## Zitierter Abschnitt

==================================================

Um solche schematische Vorgehensweisen feststellen bzw. identifizieren zu können, sind unbedingt entsprechende Eingaben und Hinweise notwendig.
Der AK Inkassowatch ist weiterhin an entsprechenden Fallbeispielen und Beschwerden interessiert, die Berater*innen an meldung@inkassowatch.org mailen können. Bei den vorgesehenen regelmäßigen Gesprächen mit dem BfJ werden sie entsprechend eingebracht.
Um sich einen Überblick über die aktuelle Praxis bei Erstanschreiben von Inkassounternehmen an Schuldner*innen zu verschaffen, sammelt der AKI derzeit Beispiele jeder Art solcher Schreiben und bittet diese (geschwärzt) an die oben genannte Mailadresse zu senden.
Der Weg über den Bund Deutscher Inkasso-Unternehmen (BDIU)
Mitglieder im BDIU haben sich seit 1.10.2021 zur Einhaltung eines Code of Conducts (CoC – https://www.inkasso.de/code-of-conduct) verpflichtet. In dieser freiwilligen Selbstverpflichtung der Mitgliedsunternehmen des BDIU wird ergänzend zum Gesetz zur Verbesserung der Verbraucherrechte im Inkassorecht (VVInkG) der gesamte Ablauf der Inkassotätigkeit (von der Auftragsannahme bis zum Beschwerdemanagement) aus dem Blickwinkel der Inkassowirtschaft bis ins Detail geregelt.

==================================================

## Gespeicherte Dateneinträge
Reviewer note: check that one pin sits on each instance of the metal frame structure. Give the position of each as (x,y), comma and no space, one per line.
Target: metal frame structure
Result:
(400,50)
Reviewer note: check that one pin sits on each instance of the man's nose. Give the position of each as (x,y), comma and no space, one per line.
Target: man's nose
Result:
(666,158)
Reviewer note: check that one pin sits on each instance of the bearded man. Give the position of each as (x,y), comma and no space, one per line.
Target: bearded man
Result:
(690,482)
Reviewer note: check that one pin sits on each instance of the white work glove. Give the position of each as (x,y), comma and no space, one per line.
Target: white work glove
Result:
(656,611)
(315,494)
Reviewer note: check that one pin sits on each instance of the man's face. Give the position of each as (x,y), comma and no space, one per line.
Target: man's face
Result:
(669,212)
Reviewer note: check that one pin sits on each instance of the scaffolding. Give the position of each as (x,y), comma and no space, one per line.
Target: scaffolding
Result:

==================================================

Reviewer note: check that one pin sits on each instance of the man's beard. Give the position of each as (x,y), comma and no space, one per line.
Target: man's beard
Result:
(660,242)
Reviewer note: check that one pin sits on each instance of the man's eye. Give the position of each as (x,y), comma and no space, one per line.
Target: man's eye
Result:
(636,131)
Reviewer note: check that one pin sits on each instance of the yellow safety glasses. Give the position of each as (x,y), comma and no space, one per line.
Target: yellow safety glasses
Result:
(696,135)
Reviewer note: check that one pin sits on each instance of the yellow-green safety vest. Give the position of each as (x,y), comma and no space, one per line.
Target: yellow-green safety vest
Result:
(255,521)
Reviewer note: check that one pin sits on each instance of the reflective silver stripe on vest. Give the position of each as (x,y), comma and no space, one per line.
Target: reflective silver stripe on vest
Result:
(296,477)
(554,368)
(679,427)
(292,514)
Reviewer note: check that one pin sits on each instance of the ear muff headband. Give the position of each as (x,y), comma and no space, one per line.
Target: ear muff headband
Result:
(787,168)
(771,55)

==================================================

## Material erkunden
a) Nennen Sie alle Abkürzungen, die im Text zum Inkasso in Klammern stehen, jeweils mit ihrer dort angegebenen Langform.
b) Schreiben Sie den Text zum Inkasso im Anschluss an seinen letzten Satz weiter.

## Lösungen
a)
BDIU – Bund Deutscher Inkasso-Unternehmen
CoC – Code of Conduct
VVInkG – Gesetz zur Verbesserung der Verbraucherrechte im Inkassorecht

b)
AK InkassoWatch und BAG Schuldnerberatung kritisieren, dass die freiwilligen Verpflichtungen, die ohnehin nur für Mitgliedsunternehmen Geltung haben, kaum über die gesetzlichen Regelungen hinausgehen. In einzelnen Punkten bleiben sie dahinter sogar zurück.
Dennoch: Stichworte sind u.a. „Achtung der Privatsphäre“, Einhaltung eines (sehr weiten) Zeit Korridors für Telefonkontakte (und Beachtung der Ablehnung von Telefonaten durch Schuldner*innen), „Umgang in wechselseitigem Respekt“, Regelungen des Verhaltens von Inkasso-Außendienstlern. Der Ablauf und die Inhalte der Inkassotätigkeit (Formulierung von Schreiben, Achtung der Vertretungen der Schuldner*innen, Forderungsüberprüfung usw.) ab Übernahme der Forderung sind in insgesamt 79 Paragrafen geregelt. Ab §75 sind Beschwerden geregelt (bei dem die Schuldner*innen kontaktierenden Inkassodienstleistern).
Auch das Verhalten bzw. der Umgang mit Schuldnerberatungsstellen ist ein aktuelles Thema. Immer wieder reagieren Inkassounternehmen nicht oder erst nach mehrmaligem Anmahnen auf Schreiben von Beratungsstellen oder beachten beispielsweise Verjährungseinreden nicht. Viele Beratungsstellen berichten auch, das Schuldner*innen trotzdem parallel weiterhin von Inkassounternehmen angeschrieben werden, obwohl die Beratungsstelle unter Vorlage einer Vertretungsvollmacht bereits Kontakt zum Inkassounternehmen aufgenommen hat. Dies führt immer wieder zu Belastungen des Beratungsverhältnisses und zu langen Verzögerungen.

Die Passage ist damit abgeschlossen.